Reproduce verbatim all of the data given below, but do not carry over the images.

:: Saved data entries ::
_ _ _ _
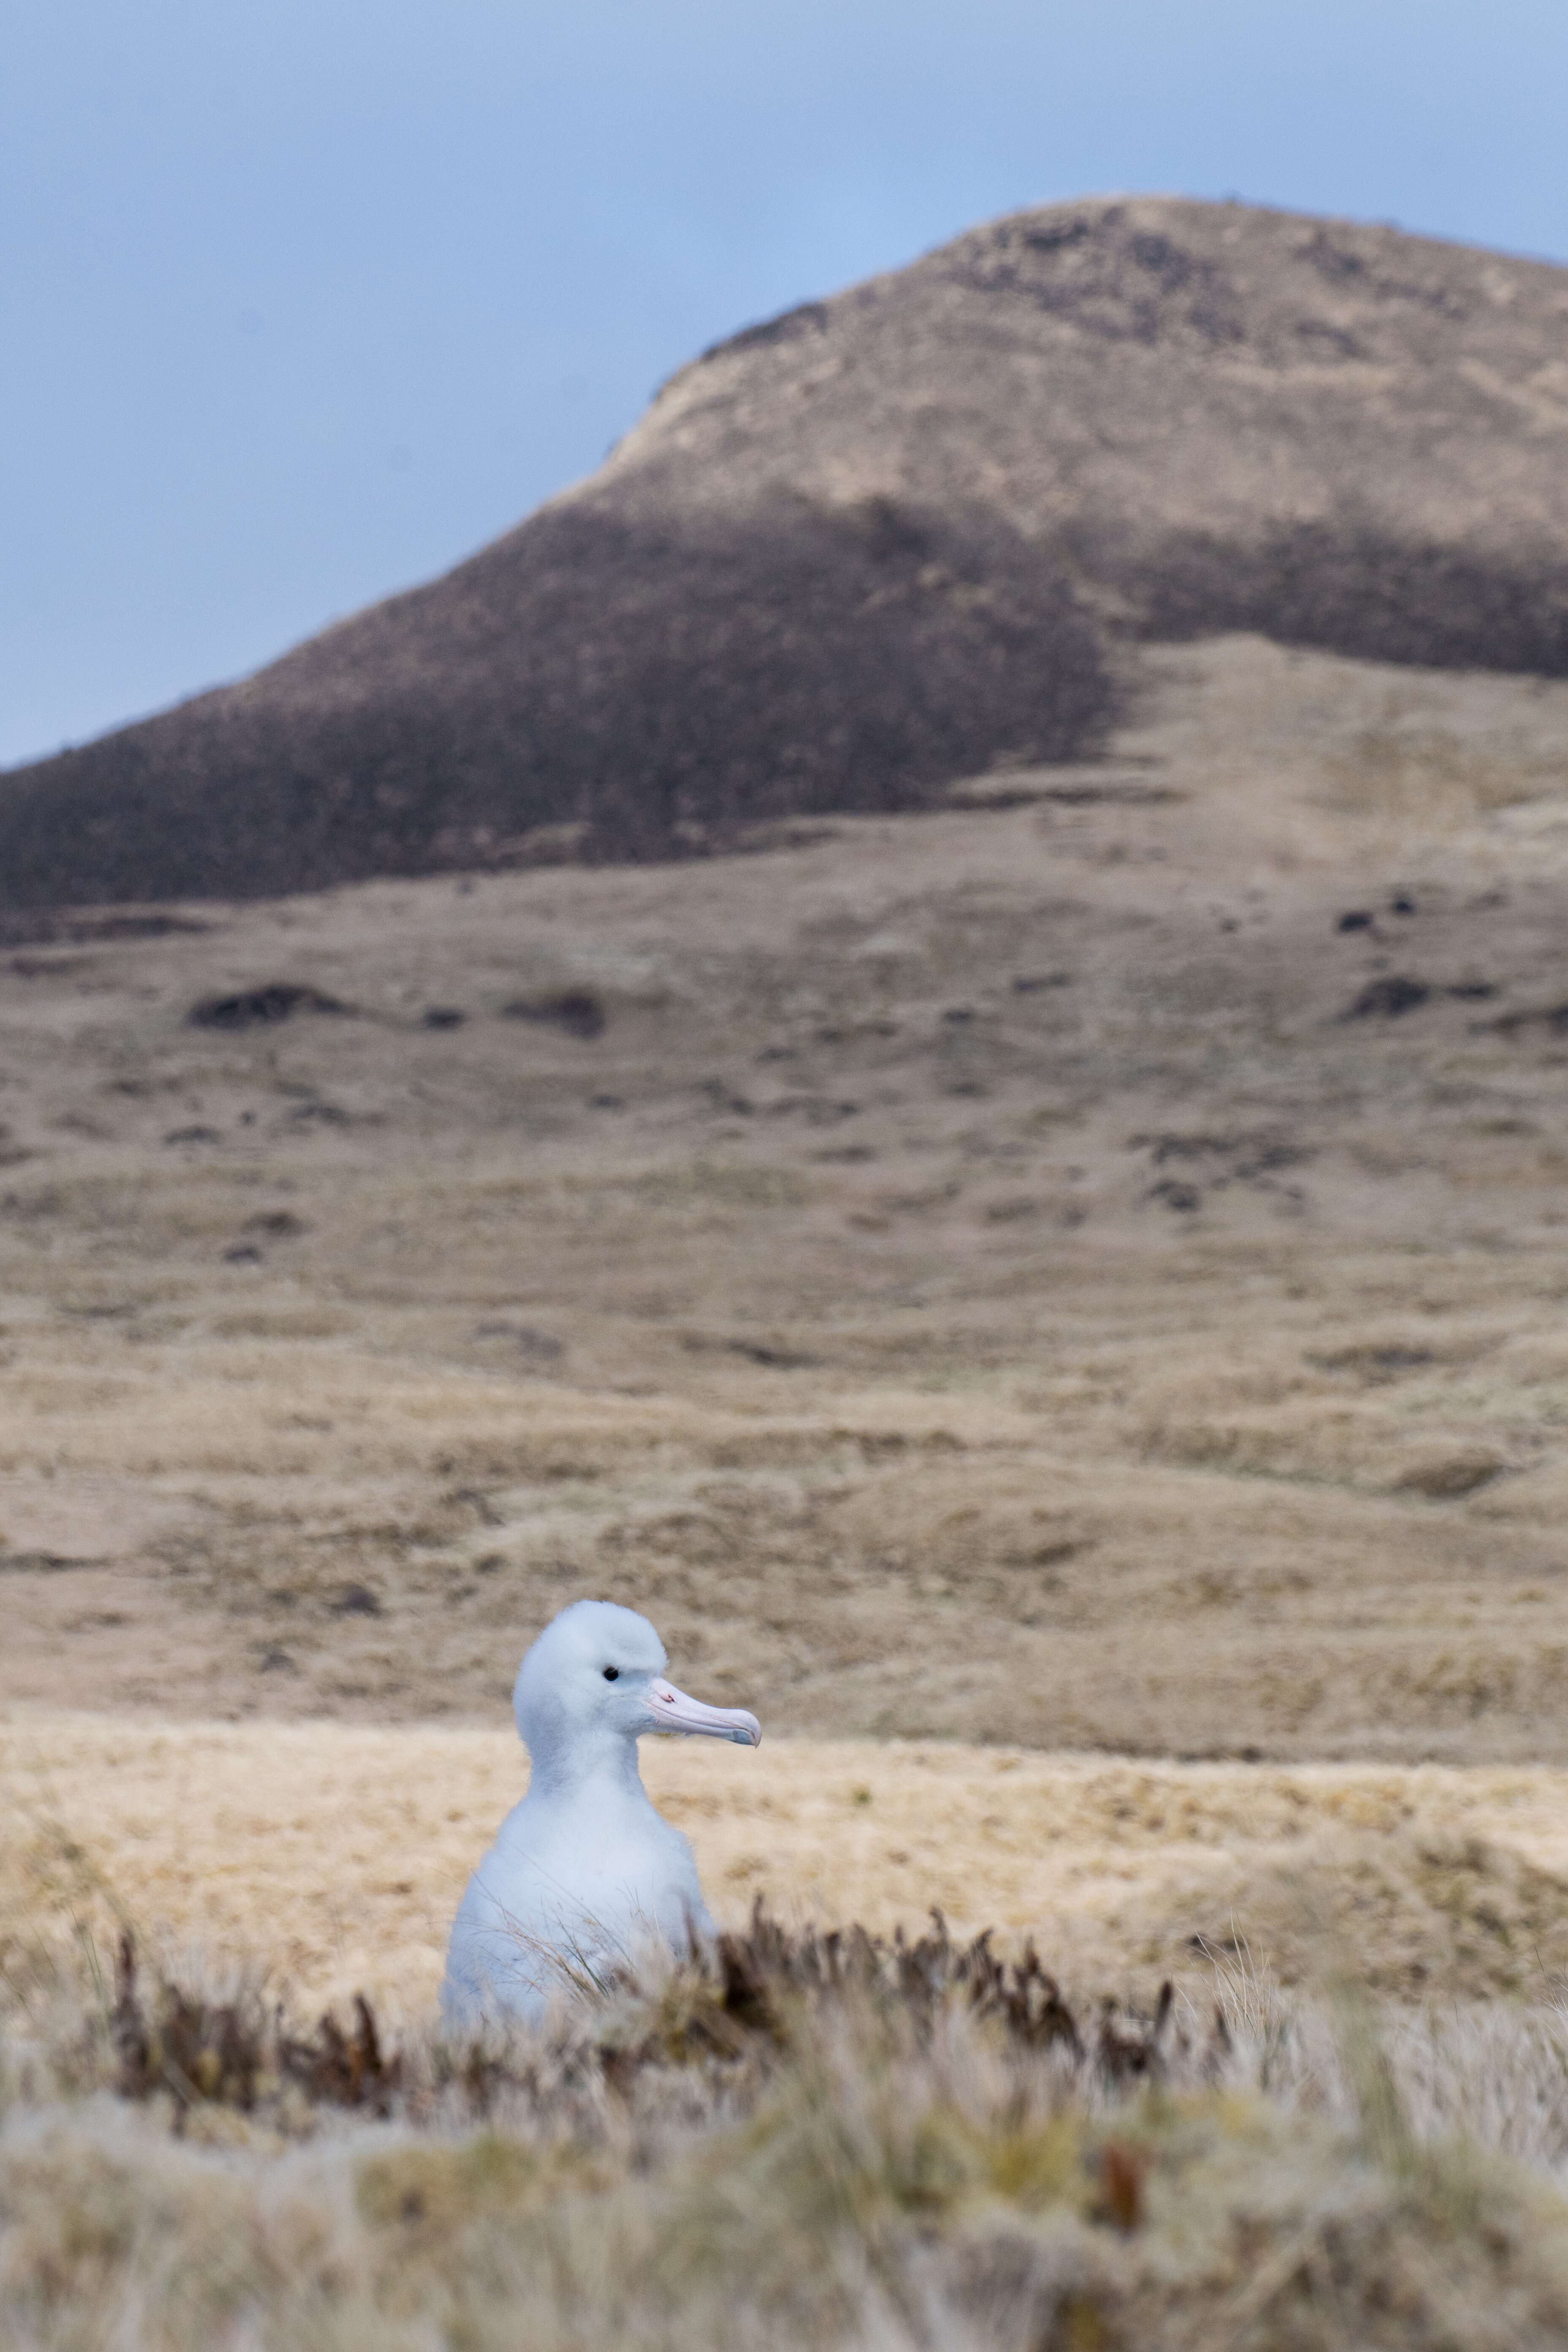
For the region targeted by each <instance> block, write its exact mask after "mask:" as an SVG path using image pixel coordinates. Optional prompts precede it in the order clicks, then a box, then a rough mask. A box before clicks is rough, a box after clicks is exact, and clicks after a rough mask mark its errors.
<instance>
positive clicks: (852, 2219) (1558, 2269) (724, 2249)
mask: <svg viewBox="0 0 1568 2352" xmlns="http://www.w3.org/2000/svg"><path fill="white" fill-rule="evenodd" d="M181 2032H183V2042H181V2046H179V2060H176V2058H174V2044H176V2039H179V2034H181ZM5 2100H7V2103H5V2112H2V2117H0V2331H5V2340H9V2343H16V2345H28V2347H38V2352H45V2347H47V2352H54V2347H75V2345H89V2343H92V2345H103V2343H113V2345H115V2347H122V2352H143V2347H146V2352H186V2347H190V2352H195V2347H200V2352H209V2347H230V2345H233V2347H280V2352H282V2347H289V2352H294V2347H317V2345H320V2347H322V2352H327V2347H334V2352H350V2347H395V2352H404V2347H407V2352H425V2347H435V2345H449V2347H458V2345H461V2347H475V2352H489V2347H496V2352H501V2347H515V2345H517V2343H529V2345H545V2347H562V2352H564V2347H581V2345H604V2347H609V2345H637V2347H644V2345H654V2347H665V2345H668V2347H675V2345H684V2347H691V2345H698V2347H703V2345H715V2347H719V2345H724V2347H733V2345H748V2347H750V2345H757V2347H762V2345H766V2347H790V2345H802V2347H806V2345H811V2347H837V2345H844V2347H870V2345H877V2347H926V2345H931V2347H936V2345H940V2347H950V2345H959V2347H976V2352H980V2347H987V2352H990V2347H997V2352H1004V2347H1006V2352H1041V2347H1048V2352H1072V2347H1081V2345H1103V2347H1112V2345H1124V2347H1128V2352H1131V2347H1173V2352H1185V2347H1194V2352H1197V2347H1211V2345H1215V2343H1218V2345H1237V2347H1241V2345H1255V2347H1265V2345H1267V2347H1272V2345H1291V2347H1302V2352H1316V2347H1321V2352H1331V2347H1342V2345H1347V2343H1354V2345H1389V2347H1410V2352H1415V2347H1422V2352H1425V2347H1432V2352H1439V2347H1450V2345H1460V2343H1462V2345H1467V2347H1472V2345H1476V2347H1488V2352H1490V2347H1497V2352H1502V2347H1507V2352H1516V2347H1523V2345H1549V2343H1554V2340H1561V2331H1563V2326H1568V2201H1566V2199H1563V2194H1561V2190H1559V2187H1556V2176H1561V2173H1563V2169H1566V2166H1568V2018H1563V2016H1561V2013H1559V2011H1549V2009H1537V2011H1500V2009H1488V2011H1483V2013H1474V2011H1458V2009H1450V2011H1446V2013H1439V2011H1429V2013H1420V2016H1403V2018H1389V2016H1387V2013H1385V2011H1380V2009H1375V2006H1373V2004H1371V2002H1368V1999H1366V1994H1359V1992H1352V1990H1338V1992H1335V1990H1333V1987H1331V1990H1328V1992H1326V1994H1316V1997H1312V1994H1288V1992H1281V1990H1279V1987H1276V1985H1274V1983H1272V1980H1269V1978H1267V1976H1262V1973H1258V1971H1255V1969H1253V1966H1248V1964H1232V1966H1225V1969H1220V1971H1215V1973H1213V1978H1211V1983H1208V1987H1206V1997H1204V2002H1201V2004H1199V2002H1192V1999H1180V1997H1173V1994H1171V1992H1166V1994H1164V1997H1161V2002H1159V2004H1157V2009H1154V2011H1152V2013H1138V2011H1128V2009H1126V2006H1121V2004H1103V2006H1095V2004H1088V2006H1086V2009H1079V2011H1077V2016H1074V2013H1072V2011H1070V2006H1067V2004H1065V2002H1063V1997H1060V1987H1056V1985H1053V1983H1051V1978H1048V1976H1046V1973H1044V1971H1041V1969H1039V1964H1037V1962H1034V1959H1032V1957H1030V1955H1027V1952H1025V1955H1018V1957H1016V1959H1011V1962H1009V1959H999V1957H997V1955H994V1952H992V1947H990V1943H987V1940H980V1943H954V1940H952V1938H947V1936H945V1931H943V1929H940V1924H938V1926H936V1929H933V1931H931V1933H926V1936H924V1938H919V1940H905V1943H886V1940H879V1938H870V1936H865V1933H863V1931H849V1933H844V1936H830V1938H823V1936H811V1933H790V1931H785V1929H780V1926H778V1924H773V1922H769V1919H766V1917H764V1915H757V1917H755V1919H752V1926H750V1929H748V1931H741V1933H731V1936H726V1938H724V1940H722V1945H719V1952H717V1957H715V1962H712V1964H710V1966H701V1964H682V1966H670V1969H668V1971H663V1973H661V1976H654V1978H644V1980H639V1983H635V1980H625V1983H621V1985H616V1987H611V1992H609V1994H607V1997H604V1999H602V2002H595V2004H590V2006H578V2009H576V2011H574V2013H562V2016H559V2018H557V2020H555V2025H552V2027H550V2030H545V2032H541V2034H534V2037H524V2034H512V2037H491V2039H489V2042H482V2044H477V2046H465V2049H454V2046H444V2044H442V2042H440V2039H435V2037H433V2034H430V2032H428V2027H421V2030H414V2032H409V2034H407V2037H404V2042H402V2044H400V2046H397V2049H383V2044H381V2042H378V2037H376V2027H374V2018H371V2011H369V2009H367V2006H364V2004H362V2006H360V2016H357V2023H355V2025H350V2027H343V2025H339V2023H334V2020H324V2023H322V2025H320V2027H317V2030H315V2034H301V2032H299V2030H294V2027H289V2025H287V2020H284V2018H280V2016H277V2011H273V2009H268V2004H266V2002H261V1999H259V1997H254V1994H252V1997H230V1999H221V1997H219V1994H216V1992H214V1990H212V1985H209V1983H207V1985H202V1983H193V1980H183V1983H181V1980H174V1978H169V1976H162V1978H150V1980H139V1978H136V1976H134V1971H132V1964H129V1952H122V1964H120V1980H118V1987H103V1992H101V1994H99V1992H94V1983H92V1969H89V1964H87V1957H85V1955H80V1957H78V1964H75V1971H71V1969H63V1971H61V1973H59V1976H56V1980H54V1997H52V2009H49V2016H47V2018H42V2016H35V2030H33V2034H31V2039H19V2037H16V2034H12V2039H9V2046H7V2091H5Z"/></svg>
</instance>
_ _ _ _
:: Your solution ::
For the region targeted by each <instance> block, write its exact mask after "mask:" as an SVG path using image pixel coordinates. Optional prompts precede it in the order clicks, then a box, then a rough mask. A box before clicks is rough, a box after clicks is exact, and clicks after a rough mask mark its errors.
<instance>
positive clicks: (852, 2219) (1558, 2269) (724, 2249)
mask: <svg viewBox="0 0 1568 2352" xmlns="http://www.w3.org/2000/svg"><path fill="white" fill-rule="evenodd" d="M181 2032H183V2042H181V2046H179V2060H176V2058H174V2044H176V2039H179V2034H181ZM5 2100H7V2103H5V2112H2V2117H0V2331H5V2340H9V2343H16V2345H28V2347H38V2352H45V2347H47V2352H54V2347H75V2345H89V2343H92V2345H103V2343H113V2345H115V2347H122V2352H143V2347H146V2352H186V2347H190V2352H195V2347H200V2352H209V2347H230V2345H233V2347H280V2352H282V2347H289V2352H294V2347H317V2345H320V2347H322V2352H327V2347H334V2352H350V2347H395V2352H404V2347H407V2352H425V2347H435V2345H449V2347H458V2345H461V2347H475V2352H489V2347H496V2352H501V2347H515V2345H517V2343H529V2345H545V2347H562V2352H564V2347H581V2345H604V2347H609V2345H637V2347H644V2345H654V2347H665V2345H668V2347H675V2345H684V2347H691V2345H698V2347H703V2345H715V2347H719V2345H724V2347H733V2345H748V2347H750V2345H757V2347H762V2345H766V2347H790V2345H802V2347H806V2345H811V2347H837V2345H844V2347H870V2345H877V2347H926V2345H931V2347H936V2345H940V2347H950V2345H959V2347H976V2352H980V2347H987V2352H990V2347H997V2352H1004V2347H1006V2352H1041V2347H1048V2352H1072V2347H1081V2345H1103V2347H1112V2345H1124V2347H1128V2352H1131V2347H1173V2352H1185V2347H1194V2352H1197V2347H1211V2345H1215V2343H1218V2345H1237V2347H1241V2345H1255V2347H1265V2345H1267V2347H1272V2345H1291V2347H1302V2352H1316V2347H1321V2352H1331V2347H1342V2345H1347V2343H1354V2345H1389V2347H1410V2352H1415V2347H1422V2352H1425V2347H1432V2352H1439V2347H1450V2345H1460V2343H1462V2345H1467V2347H1472V2345H1476V2347H1488V2352H1490V2347H1497V2352H1502V2347H1507V2352H1516V2347H1523V2345H1549V2343H1554V2340H1561V2331H1563V2326H1568V2201H1566V2199H1563V2194H1561V2190H1559V2187H1556V2176H1561V2173H1563V2169H1566V2166H1568V2018H1563V2016H1561V2013H1559V2011H1549V2009H1537V2011H1500V2009H1488V2011H1483V2013H1474V2011H1458V2009H1450V2011H1446V2013H1439V2011H1429V2013H1420V2016H1403V2018H1389V2016H1387V2013H1385V2011H1380V2009H1375V2006H1373V2004H1371V2002H1368V1999H1366V1994H1359V1992H1352V1990H1338V1992H1335V1990H1333V1987H1331V1990H1328V1992H1326V1994H1316V1997H1312V1994H1288V1992H1281V1990H1279V1987H1276V1985H1274V1983H1272V1980H1269V1978H1267V1976H1262V1973H1258V1971H1255V1969H1253V1966H1248V1964H1232V1966H1225V1969H1220V1971H1215V1973H1213V1978H1211V1983H1208V1987H1206V1997H1204V2002H1201V2004H1199V2002H1192V1999H1180V1997H1173V1994H1171V1992H1166V1994H1164V1997H1161V2002H1159V2004H1157V2009H1154V2011H1152V2013H1138V2011H1128V2009H1126V2006H1121V2004H1103V2006H1095V2004H1088V2006H1086V2009H1079V2011H1077V2016H1074V2013H1072V2011H1070V2006H1067V2004H1065V2002H1063V1997H1060V1987H1056V1985H1053V1983H1051V1978H1048V1976H1046V1973H1044V1971H1041V1969H1039V1964H1037V1962H1034V1959H1032V1957H1030V1955H1027V1952H1025V1955H1018V1957H1016V1959H1011V1962H1009V1959H999V1957H997V1955H994V1952H992V1947H990V1943H987V1940H980V1943H954V1940H952V1938H947V1936H945V1931H943V1929H940V1924H938V1926H936V1929H933V1931H931V1933H926V1936H924V1938H919V1940H905V1943H886V1940H879V1938H870V1936H865V1933H863V1931H849V1933H844V1936H830V1938H823V1936H811V1933H790V1931H785V1929H780V1926H778V1924H773V1922H769V1919H766V1917H764V1915H757V1917H755V1919H752V1926H750V1929H748V1931H741V1933H731V1936H726V1938H724V1940H722V1945H719V1952H717V1957H715V1962H712V1964H710V1966H701V1964H682V1966H670V1969H668V1971H663V1973H661V1976H654V1978H644V1980H639V1983H635V1980H625V1983H621V1985H616V1987H611V1992H609V1994H607V1997H604V1999H602V2002H595V2004H590V2006H578V2009H576V2011H574V2013H562V2016H559V2018H557V2020H555V2025H552V2027H550V2030H545V2032H541V2034H534V2037H524V2034H512V2037H491V2039H489V2042H482V2044H477V2046H465V2049H454V2046H444V2044H442V2042H440V2039H435V2037H433V2034H430V2032H428V2027H421V2030H414V2032H409V2034H407V2037H404V2042H402V2044H400V2046H397V2049H383V2044H381V2042H378V2037H376V2027H374V2018H371V2011H369V2009H367V2006H364V2004H362V2006H360V2016H357V2023H355V2025H350V2027H343V2025H339V2023H334V2020H324V2023H322V2025H320V2027H317V2030H315V2034H301V2032H299V2030H294V2027H289V2025H287V2020H284V2018H280V2016H277V2011H273V2009H268V2004H266V2002H261V1999H259V1997H254V1994H252V1997H230V1999H221V1997H219V1994H216V1992H214V1990H212V1985H209V1983H207V1985H202V1983H193V1980H183V1983H181V1980H174V1978H169V1976H162V1978H150V1980H139V1978H136V1976H134V1971H132V1964H129V1952H122V1964H120V1980H118V1987H103V1992H101V1994H99V1992H94V1983H92V1969H89V1964H87V1957H85V1955H80V1957H78V1964H75V1971H71V1969H63V1971H61V1973H59V1976H56V1980H54V1997H52V2009H49V2016H47V2018H42V2016H35V2030H33V2034H31V2039H19V2037H16V2034H12V2039H9V2046H7V2091H5Z"/></svg>
</instance>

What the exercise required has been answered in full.